--- begin ---

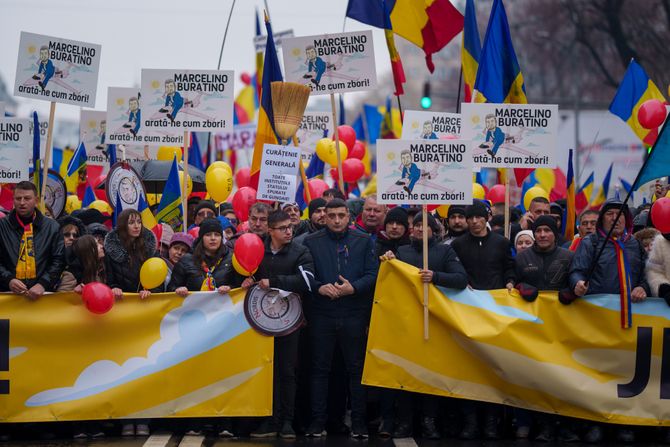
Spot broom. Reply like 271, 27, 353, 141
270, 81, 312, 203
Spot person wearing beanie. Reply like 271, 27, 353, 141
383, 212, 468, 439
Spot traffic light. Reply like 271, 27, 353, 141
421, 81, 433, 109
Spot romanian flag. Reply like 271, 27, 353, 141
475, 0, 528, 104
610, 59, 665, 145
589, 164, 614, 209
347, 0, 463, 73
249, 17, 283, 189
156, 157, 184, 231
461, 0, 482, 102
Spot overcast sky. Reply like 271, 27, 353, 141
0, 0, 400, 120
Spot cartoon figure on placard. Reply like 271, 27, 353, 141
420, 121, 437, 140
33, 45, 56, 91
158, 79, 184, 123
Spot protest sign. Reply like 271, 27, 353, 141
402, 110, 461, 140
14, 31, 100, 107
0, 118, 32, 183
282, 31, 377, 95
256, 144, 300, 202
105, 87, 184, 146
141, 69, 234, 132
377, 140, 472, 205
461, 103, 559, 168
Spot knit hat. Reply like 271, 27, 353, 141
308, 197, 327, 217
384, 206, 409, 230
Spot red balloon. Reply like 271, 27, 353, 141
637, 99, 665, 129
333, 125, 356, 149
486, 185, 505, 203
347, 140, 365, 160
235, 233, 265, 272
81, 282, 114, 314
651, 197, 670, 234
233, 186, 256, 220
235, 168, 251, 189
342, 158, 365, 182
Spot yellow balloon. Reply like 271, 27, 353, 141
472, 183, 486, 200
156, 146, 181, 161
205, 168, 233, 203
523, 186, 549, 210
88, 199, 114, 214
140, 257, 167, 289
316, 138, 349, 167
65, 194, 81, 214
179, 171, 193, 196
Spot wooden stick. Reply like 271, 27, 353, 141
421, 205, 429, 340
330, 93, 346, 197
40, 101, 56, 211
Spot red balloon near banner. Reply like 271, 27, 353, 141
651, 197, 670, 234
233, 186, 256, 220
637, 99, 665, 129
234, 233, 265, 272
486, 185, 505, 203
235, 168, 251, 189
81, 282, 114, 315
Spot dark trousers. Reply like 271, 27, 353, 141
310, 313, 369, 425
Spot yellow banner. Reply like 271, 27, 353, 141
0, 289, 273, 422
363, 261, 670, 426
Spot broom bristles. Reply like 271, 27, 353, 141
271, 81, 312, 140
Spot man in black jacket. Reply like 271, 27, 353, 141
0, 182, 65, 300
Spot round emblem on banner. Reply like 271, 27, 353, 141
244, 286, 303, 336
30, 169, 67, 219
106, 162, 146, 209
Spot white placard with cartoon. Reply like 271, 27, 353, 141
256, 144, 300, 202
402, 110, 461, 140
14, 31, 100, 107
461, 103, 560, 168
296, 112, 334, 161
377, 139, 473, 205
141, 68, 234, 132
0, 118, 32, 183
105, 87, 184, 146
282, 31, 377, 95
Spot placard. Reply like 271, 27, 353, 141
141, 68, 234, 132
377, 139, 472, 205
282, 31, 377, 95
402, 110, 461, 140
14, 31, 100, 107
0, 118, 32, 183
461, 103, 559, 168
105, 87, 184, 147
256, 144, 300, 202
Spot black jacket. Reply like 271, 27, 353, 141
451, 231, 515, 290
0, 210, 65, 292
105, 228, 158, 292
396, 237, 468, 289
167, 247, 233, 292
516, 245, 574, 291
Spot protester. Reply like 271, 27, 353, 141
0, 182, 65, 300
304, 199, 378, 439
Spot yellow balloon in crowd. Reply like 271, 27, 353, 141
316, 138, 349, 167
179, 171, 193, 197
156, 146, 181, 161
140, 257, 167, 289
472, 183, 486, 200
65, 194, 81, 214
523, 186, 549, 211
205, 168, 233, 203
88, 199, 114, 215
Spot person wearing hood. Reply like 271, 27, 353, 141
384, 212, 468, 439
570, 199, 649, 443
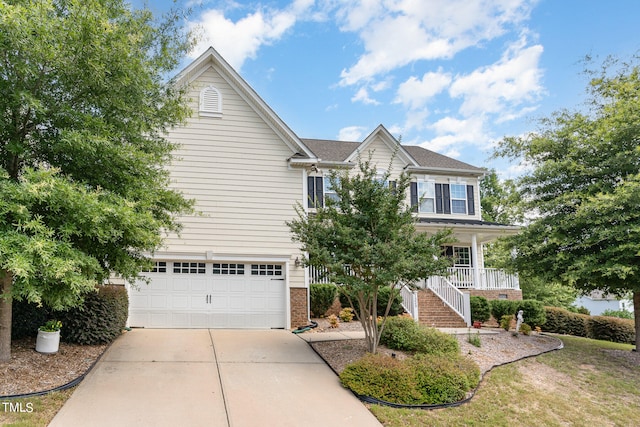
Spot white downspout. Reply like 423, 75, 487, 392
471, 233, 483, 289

--- end ---
--- begin ---

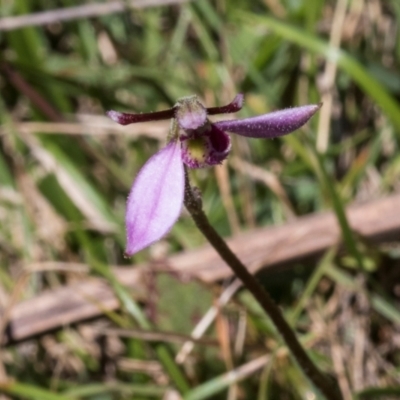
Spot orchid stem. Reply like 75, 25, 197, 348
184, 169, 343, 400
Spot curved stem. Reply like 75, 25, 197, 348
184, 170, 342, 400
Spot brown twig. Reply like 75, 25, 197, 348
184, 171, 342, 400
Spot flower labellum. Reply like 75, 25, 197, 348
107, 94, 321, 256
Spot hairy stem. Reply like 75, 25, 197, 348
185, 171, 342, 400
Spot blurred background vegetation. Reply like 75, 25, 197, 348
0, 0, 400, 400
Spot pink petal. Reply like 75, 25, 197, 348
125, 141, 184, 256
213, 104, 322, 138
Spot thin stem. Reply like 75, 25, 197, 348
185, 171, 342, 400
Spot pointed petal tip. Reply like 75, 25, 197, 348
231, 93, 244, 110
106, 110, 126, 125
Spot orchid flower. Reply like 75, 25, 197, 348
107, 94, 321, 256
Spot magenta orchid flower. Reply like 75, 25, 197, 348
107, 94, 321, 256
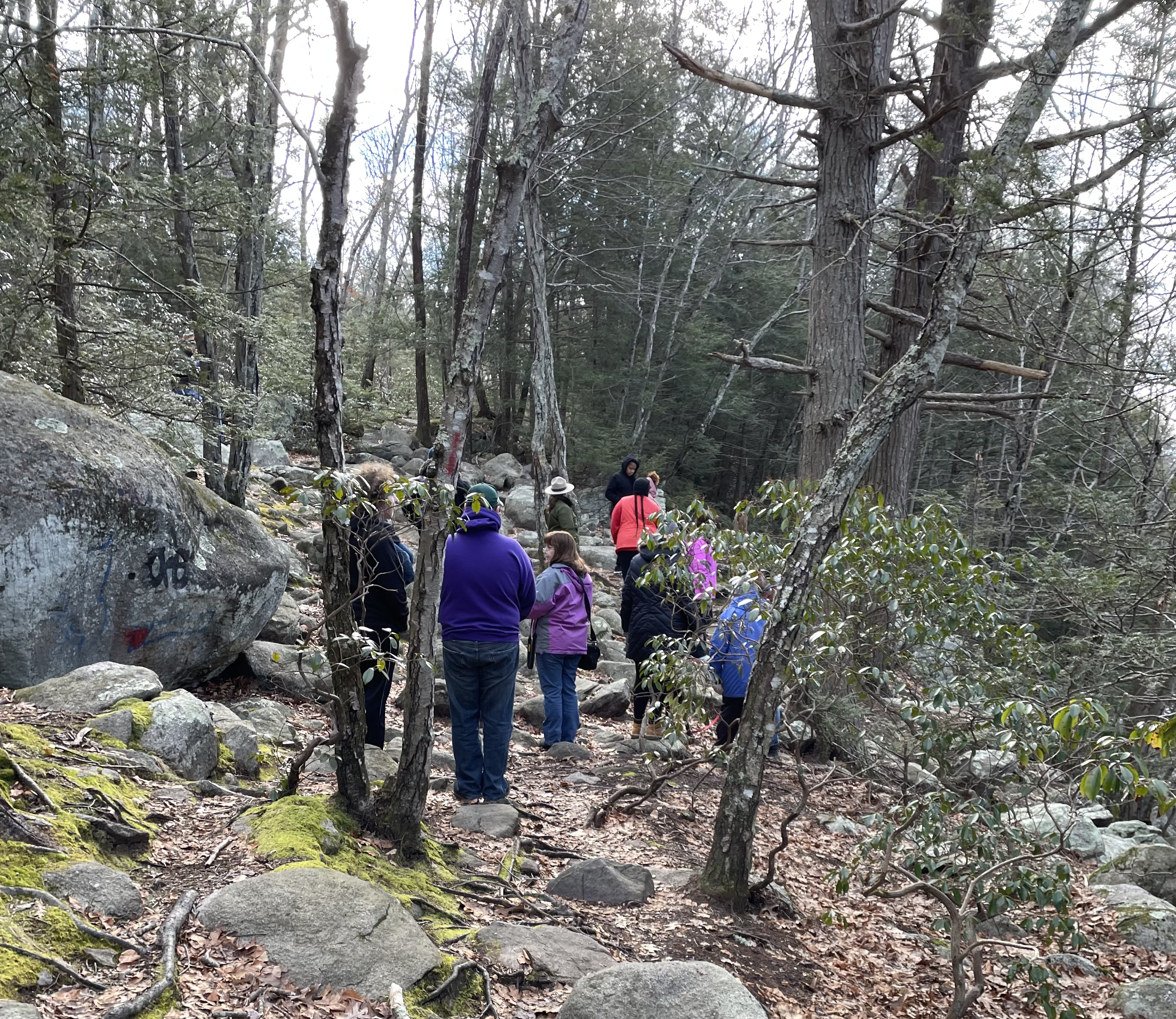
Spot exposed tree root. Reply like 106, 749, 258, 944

--- end ---
--- begin ---

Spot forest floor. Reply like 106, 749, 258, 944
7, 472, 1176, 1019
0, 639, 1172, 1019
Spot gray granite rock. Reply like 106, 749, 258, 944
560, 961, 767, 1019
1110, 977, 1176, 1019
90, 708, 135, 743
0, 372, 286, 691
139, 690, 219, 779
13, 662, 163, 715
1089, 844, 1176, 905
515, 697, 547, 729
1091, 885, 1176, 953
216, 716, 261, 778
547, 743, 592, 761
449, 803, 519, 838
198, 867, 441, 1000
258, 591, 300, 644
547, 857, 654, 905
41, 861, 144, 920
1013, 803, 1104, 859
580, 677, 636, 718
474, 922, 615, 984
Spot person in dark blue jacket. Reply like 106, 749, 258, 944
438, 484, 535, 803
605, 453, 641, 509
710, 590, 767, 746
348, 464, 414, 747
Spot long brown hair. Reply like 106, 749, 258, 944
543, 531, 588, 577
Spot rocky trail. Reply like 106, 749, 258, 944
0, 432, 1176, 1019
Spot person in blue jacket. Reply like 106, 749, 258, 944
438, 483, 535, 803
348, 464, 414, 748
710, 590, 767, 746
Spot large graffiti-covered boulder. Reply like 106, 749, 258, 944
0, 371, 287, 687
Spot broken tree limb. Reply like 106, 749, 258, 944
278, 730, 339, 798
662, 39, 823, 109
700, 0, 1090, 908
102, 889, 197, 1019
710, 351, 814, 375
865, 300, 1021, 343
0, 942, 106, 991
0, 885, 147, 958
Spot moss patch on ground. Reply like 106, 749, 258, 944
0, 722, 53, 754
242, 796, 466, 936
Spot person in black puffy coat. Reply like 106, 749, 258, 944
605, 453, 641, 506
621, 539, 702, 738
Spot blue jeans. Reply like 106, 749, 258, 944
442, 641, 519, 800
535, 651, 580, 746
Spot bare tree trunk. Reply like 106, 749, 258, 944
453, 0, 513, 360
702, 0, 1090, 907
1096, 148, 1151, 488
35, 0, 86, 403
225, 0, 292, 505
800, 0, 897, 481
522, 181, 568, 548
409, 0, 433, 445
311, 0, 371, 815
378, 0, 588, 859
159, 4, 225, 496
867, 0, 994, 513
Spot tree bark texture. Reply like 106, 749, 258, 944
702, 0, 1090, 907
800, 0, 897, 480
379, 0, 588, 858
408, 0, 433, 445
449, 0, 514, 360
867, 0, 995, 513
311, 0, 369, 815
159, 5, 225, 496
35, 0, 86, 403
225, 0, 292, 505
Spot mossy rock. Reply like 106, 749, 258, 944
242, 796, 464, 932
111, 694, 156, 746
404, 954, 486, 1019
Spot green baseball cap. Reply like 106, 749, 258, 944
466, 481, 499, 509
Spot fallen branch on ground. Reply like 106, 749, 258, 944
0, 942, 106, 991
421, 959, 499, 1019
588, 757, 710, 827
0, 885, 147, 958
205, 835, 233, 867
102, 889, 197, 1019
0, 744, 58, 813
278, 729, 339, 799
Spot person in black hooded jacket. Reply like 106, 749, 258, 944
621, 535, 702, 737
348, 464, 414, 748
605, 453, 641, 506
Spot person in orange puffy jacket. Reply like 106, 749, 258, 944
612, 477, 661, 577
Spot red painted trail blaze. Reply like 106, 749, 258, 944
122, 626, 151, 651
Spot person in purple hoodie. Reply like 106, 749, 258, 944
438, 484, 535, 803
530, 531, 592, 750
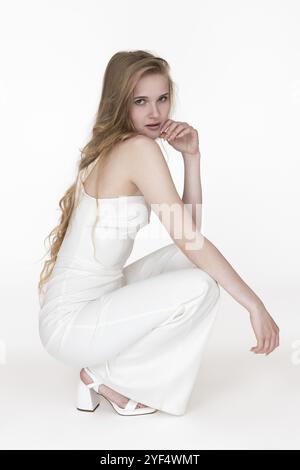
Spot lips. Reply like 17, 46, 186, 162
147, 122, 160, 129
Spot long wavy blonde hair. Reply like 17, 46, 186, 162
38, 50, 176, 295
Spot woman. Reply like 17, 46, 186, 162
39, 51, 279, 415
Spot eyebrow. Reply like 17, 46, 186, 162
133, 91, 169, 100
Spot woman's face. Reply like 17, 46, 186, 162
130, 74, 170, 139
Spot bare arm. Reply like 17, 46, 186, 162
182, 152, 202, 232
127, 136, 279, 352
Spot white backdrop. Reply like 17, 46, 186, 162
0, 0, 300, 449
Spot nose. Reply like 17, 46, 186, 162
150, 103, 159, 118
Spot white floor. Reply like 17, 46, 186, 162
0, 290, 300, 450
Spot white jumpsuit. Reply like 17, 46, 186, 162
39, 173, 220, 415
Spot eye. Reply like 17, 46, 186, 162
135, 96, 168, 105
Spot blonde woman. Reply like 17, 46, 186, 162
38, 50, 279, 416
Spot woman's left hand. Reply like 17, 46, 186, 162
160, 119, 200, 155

--- end ---

◆ What you should do
Copy out the listing verbatim, starting at the line that has "Spot long wavy" and ending after the line that has "160, 119, 200, 155".

◆ Result of the exercise
Spot long wavy blonde hair. Reply like 17, 46, 186, 162
38, 50, 176, 295
Spot woman. Reply like 17, 46, 186, 162
39, 51, 279, 415
Spot eyebrow. Reply like 17, 46, 186, 162
133, 91, 169, 100
Spot woman's face. Reply like 17, 46, 186, 162
130, 74, 170, 139
Spot bare arm. Reply like 17, 46, 186, 162
182, 152, 202, 232
127, 136, 279, 352
Spot white backdrop. Reply like 17, 46, 186, 162
0, 0, 300, 449
Spot nose. Reply like 17, 46, 186, 162
150, 103, 159, 118
Spot white floor. Reply like 17, 46, 186, 162
0, 290, 300, 450
Spot white jumpsuit. Reply like 17, 46, 186, 162
39, 173, 220, 415
Spot eye. Reply like 17, 46, 186, 162
135, 96, 168, 105
Spot blonde woman. Reply like 17, 46, 186, 162
38, 50, 279, 416
Spot woman's left hand. Reply like 17, 46, 186, 162
160, 119, 200, 155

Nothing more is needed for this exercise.